Short task: Reproduce the listing exactly and skip over any pictures.

Stored entries
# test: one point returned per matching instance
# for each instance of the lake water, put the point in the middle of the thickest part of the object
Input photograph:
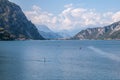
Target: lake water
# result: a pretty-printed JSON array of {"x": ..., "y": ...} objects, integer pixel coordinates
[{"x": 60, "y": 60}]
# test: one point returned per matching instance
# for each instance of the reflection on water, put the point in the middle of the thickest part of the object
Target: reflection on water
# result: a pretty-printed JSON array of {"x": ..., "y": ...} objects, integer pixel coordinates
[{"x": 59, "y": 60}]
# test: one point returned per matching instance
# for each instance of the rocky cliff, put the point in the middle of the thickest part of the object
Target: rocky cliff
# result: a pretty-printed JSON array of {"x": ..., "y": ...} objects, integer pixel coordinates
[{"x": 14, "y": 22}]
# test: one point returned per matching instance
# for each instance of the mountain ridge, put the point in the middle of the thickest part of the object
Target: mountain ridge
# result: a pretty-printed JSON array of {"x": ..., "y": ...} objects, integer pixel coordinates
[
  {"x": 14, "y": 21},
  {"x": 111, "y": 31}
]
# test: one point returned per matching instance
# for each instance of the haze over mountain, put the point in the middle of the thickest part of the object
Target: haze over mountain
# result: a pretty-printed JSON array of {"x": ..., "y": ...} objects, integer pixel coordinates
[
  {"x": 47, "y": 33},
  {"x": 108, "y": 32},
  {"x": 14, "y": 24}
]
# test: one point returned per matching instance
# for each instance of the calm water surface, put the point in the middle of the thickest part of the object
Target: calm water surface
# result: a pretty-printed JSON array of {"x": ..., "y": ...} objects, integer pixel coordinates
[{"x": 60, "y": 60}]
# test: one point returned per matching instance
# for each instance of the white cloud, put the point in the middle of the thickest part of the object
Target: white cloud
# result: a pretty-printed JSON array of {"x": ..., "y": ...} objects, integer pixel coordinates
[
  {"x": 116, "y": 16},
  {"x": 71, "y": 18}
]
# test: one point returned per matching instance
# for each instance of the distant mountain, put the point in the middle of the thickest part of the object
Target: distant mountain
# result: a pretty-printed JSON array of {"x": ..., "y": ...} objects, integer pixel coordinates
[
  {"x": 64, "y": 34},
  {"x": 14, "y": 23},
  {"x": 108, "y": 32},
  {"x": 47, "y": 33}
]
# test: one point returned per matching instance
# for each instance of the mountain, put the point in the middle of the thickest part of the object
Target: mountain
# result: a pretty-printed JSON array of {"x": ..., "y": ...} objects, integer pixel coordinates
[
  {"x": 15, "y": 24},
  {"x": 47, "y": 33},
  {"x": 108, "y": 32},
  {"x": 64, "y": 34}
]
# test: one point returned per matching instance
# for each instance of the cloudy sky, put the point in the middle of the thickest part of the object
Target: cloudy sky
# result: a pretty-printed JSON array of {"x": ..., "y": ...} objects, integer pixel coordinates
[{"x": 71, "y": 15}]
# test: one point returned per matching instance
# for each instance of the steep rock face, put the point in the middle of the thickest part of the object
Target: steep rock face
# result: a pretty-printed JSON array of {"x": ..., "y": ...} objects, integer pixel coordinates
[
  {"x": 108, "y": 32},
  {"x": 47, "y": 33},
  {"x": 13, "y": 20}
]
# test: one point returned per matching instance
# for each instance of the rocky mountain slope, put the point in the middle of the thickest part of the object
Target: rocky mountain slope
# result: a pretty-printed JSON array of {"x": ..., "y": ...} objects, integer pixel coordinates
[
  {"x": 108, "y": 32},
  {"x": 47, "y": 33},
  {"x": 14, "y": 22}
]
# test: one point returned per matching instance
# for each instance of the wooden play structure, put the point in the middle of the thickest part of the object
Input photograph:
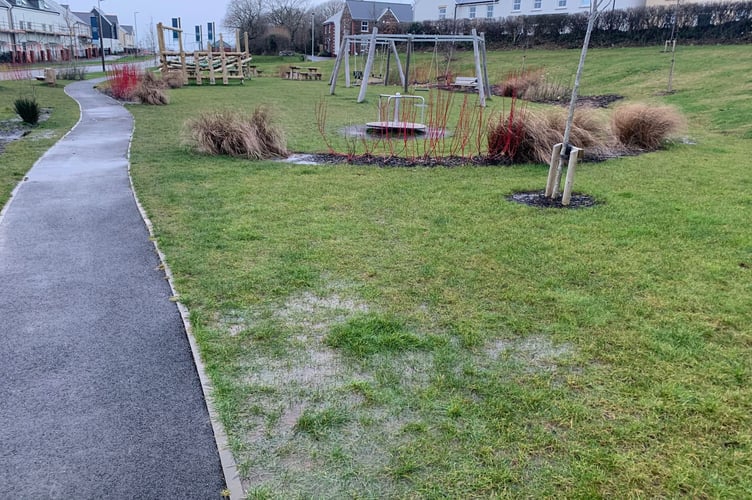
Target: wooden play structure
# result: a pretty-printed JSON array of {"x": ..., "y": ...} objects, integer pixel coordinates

Task solution:
# test: one point returned per matching instance
# for each instance of the lake water, put the point in the middle of the thickest part of the object
Input photograph:
Target: lake water
# result: a pretty-printed JSON array of {"x": ..., "y": ...} objects, integer pixel coordinates
[{"x": 60, "y": 60}]
# test: one point returned per matching instance
# for each instance of the reflection on water, put the point in the middle of the thickest part of the object
Target: reflection on water
# result: a pretty-printed JSON array of {"x": ..., "y": ...} objects, integer pixel coordinates
[{"x": 59, "y": 60}]
# test: one point returned per matching instance
# for each instance of the rocky cliff, put the point in the middle of the thickest part of the object
Target: rocky cliff
# result: a pretty-printed JSON array of {"x": ..., "y": ...} objects, integer pixel coordinates
[{"x": 14, "y": 22}]
# test: one point returned per matching instance
# for each instance of the mountain ridge, put the point in the middle of the thickest part of the object
Target: mountain ridge
# result: a pretty-printed JSON array of {"x": ..., "y": ...} objects, integer pixel coordinates
[
  {"x": 14, "y": 21},
  {"x": 111, "y": 31}
]
# test: one point returned per matching instance
# for each instance of the haze over mountain, put the point in the middle of the thickest part of the object
Target: haze over mountain
# result: a pretty-printed JSON array of {"x": ..., "y": ...} objects, integer pixel coordinates
[
  {"x": 47, "y": 33},
  {"x": 108, "y": 32},
  {"x": 14, "y": 24}
]
# test: one point returned per matching instance
# for each instance of the calm water surface, put the point in the middle of the thickest part of the object
Target: calm water surface
# result: a pretty-printed JSON array of {"x": ..., "y": ...} objects, integer pixel coordinates
[{"x": 60, "y": 60}]
# test: one point returned per matching instance
# for each instance of the white cloud, put the point in the middle of the thickest part of the object
Target: white cloud
# result: a pretty-printed JSON array of {"x": ..., "y": ...} objects, integer pixel coordinates
[
  {"x": 116, "y": 16},
  {"x": 71, "y": 18}
]
# test: one point returned per matching instance
# for each instance of the distant mountain, put the point in the middle of the thickest part of the object
Target: distant mountain
# result: a pretty-printed JSON array of {"x": ..., "y": ...} objects, integer pixel coordinates
[
  {"x": 64, "y": 34},
  {"x": 14, "y": 23},
  {"x": 108, "y": 32},
  {"x": 47, "y": 33}
]
# test: one point returned per matching instance
# for each instance of the mountain, put the point in the middle of the thickest part of the object
Target: mountain
# result: a pretty-printed JSON array of {"x": ..., "y": ...} objects, integer pixel coordinates
[
  {"x": 15, "y": 24},
  {"x": 47, "y": 33},
  {"x": 108, "y": 32},
  {"x": 64, "y": 34}
]
# test: one point returned per matching instance
# for each instance of the cloudy sky, put the point in the middle of the thickest part of the object
Target: cloudy sky
# result: a pretty-printed JSON array of {"x": ..., "y": ...} objects, integer pixel coordinates
[{"x": 71, "y": 15}]
# test: one point returned per matching instance
# for each instance of the steep rock face, put the point in the middle of the thickest part of the object
Target: steep rock face
# result: a pretty-printed JSON array of {"x": ..., "y": ...} objects, integer pixel coordinates
[
  {"x": 108, "y": 32},
  {"x": 47, "y": 33},
  {"x": 13, "y": 20}
]
# test: one point returned per matching instance
# for each instance of the rocky mountain slope, put the point in the middle of the thickest part of the object
Target: rocky mountain slope
# result: a pretty-printed JSON array of {"x": ..., "y": ...} objects, integer pixel coordinates
[
  {"x": 108, "y": 32},
  {"x": 47, "y": 33},
  {"x": 14, "y": 22}
]
# test: one point returned per matching instance
# for each instance of the wooden play structure, put the point in the middle of the thickest part of the object
Input photograph:
Target: wooden play structure
# result: a pretty-printed JSON array of {"x": ..., "y": ...} objects, integer pixel coordinates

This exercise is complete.